Task objective: Return the lines below in which the string "trunk" occurs.

*** Stored data ***

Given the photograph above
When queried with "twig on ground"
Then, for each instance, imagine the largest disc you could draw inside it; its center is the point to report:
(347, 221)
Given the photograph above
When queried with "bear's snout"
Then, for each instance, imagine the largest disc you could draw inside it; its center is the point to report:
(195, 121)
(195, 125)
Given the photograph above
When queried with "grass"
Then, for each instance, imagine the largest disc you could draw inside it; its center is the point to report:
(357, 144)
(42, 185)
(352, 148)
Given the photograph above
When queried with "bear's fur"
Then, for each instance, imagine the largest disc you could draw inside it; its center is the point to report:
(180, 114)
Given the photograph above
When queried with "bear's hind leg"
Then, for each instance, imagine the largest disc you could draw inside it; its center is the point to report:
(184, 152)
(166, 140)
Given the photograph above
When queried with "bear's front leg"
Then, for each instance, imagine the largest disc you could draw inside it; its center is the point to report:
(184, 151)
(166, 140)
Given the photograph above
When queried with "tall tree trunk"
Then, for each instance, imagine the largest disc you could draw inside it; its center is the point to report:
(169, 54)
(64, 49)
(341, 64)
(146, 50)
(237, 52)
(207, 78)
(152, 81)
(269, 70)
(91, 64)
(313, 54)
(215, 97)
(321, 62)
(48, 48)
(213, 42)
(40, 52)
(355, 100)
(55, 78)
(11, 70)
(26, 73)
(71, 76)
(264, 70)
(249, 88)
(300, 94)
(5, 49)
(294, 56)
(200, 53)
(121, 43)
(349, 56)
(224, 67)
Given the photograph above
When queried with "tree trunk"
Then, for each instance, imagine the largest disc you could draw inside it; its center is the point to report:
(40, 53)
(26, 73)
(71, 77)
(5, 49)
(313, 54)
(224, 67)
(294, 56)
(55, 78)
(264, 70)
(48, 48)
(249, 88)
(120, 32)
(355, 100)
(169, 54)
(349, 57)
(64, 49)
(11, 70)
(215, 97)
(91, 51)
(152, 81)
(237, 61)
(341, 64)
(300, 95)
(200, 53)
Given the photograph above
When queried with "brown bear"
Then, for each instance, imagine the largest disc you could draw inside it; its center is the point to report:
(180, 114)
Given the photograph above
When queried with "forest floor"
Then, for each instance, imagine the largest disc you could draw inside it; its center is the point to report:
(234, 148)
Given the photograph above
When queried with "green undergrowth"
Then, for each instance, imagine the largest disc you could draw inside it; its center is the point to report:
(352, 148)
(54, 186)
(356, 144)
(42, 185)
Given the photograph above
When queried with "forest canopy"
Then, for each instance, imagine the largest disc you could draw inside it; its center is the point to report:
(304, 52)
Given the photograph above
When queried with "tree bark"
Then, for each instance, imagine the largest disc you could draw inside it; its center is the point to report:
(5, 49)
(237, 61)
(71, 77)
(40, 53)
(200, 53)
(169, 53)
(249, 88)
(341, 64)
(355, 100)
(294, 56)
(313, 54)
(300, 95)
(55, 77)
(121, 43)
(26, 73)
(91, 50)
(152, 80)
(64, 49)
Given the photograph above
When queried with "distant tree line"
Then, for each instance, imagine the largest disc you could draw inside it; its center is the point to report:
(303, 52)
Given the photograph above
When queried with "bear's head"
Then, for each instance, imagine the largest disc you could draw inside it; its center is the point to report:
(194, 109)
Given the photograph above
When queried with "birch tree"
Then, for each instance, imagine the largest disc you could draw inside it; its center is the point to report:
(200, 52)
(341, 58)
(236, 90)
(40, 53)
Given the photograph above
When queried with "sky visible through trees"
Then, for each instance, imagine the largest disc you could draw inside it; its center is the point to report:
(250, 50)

*** End of Stored data ***
*** Stored data ***

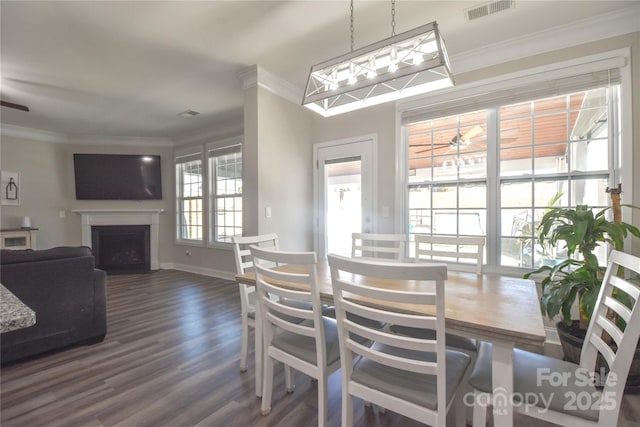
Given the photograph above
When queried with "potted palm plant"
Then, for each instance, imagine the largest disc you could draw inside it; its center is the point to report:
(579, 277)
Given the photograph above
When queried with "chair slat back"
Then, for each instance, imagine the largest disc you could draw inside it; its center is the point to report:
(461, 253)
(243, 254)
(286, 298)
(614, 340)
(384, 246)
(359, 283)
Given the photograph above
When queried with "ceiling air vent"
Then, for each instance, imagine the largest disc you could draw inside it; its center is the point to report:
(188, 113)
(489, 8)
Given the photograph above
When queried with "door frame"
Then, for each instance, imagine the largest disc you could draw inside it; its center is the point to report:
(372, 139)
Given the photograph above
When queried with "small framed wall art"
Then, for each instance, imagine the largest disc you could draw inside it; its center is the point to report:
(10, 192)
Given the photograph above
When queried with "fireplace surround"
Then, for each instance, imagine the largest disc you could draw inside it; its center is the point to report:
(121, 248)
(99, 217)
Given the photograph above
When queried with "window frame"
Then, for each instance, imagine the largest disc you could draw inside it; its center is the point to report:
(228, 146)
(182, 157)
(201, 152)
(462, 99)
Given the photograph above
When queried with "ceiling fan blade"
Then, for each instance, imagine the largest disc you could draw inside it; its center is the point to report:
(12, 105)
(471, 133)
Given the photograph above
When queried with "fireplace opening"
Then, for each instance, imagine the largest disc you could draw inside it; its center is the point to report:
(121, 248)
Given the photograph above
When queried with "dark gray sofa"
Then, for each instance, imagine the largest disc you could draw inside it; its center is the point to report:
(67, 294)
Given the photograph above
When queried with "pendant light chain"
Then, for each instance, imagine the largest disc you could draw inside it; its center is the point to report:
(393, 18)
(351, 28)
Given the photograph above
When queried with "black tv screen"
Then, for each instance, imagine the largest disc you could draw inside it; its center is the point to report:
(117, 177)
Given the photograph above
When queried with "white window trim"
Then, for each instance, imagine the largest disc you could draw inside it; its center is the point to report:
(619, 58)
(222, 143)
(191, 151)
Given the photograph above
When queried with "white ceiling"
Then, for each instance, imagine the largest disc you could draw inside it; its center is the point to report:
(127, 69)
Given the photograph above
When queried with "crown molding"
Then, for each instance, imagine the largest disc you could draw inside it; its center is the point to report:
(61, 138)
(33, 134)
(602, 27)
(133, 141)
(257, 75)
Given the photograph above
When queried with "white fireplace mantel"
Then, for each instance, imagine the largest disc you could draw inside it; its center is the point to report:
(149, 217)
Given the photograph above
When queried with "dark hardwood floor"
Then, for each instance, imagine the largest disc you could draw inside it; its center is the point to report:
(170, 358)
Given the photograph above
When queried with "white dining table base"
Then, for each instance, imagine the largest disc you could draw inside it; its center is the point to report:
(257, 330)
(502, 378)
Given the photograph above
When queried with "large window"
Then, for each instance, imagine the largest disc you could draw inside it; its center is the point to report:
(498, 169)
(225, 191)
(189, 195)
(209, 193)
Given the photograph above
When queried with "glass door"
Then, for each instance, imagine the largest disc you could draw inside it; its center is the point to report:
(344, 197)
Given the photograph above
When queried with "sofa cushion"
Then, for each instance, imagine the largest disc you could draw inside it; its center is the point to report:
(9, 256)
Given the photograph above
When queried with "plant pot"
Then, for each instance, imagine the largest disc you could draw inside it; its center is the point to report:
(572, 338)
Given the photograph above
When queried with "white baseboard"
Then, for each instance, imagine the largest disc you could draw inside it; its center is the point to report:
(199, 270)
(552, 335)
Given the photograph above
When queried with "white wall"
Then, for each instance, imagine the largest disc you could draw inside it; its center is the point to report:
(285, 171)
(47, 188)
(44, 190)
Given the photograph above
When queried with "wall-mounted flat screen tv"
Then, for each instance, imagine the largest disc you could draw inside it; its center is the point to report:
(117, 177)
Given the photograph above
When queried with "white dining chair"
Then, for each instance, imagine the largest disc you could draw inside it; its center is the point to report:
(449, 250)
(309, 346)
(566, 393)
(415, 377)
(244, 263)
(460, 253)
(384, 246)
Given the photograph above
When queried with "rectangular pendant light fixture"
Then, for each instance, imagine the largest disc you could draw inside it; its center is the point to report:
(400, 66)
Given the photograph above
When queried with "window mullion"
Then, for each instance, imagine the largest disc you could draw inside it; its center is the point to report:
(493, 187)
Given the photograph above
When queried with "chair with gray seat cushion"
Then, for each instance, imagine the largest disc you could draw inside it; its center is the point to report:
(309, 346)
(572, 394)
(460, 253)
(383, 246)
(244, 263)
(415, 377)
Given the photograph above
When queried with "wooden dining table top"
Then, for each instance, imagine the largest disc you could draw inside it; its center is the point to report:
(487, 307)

*** End of Stored data ***
*** Stored data ***

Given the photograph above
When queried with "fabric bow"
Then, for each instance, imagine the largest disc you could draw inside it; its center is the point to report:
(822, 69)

*** End of Stored data ***

Result for this exercise:
When queried with "tall tree trunk"
When queried with "tree trunk"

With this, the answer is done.